BEGIN MATERIAL FOR THIS TASK
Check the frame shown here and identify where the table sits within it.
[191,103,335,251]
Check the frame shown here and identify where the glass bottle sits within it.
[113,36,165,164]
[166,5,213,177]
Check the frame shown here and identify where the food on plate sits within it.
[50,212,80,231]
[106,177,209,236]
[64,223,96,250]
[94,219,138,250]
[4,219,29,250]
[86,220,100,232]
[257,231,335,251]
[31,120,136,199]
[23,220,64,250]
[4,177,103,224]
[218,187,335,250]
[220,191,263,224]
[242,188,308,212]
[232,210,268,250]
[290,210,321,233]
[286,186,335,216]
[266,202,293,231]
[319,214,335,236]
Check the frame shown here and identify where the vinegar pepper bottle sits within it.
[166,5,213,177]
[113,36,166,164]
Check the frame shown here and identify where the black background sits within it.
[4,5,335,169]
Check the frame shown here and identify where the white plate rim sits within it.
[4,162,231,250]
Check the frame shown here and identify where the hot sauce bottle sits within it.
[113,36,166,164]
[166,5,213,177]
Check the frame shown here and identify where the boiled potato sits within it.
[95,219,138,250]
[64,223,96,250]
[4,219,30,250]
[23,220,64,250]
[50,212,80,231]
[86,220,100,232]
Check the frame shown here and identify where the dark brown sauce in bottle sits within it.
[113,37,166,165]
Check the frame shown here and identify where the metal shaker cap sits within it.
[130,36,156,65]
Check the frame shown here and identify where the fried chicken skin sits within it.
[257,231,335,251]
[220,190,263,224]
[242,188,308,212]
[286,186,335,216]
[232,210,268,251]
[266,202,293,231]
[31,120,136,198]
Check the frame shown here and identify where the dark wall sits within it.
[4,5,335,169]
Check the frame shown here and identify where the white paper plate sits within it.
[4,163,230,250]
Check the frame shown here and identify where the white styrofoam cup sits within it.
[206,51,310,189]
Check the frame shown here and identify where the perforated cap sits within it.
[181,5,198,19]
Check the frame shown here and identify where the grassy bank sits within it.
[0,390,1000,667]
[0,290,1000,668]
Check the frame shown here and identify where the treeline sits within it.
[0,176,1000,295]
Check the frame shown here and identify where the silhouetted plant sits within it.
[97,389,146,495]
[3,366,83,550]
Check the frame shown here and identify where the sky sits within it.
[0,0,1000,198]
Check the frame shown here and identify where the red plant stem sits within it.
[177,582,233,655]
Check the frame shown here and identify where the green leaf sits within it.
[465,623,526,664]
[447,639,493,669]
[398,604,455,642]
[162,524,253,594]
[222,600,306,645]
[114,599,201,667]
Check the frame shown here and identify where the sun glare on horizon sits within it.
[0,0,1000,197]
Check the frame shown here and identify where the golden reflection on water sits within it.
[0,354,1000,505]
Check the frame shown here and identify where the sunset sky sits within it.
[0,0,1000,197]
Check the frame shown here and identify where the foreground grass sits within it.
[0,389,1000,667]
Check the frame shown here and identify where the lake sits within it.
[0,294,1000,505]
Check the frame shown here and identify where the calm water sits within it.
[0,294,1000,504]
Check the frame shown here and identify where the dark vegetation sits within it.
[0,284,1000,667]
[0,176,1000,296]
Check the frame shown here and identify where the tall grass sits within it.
END MATERIAL FOR THIS TASK
__WRITTEN TASK__:
Reproduce the lines above verbatim, from the first line through the line containing "[31,120,136,198]", both ends included.

__THE OUTPUT__:
Check the frame shown here and identify where the table sits within it.
[191,103,335,251]
Check the frame shown here and identify where the glass bottle sits within it.
[113,36,165,164]
[166,5,213,177]
Check the frame shown here and identify where the food on plate sits within it.
[50,212,80,231]
[106,177,209,236]
[64,223,96,250]
[94,219,138,250]
[4,219,29,250]
[86,220,100,232]
[257,231,335,251]
[31,120,136,199]
[23,220,64,250]
[4,177,103,224]
[218,187,335,250]
[220,191,263,224]
[242,188,308,212]
[232,210,268,250]
[290,210,321,233]
[286,186,335,216]
[266,202,293,231]
[319,214,335,236]
Check the frame shown here and identify where the vinegar pepper bottle sits within it.
[166,5,213,177]
[113,36,166,164]
Check the frame shown here and identify where the black background sits within it.
[4,5,335,169]
Check the frame shown here and identify where the white plate rim sits within it.
[4,162,231,250]
Check the frame shown here and identify where the hot sauce bottle sits within it.
[113,36,166,164]
[166,5,213,177]
Check the frame shown here and identify where the boiled potato sits within it.
[95,219,138,250]
[64,223,96,250]
[4,219,30,250]
[23,220,64,250]
[50,212,80,231]
[86,220,100,232]
Check the frame shown here and identify where the dark brown sauce in bottle sits within it.
[113,37,166,165]
Check the frame shown here and identify where the metal shaker cap sits within it.
[130,36,156,65]
Check the frame shown here and identify where the fried chicken skin sits within it.
[257,231,335,251]
[220,190,263,224]
[242,188,308,212]
[286,186,335,216]
[232,210,268,251]
[266,202,293,231]
[31,120,136,198]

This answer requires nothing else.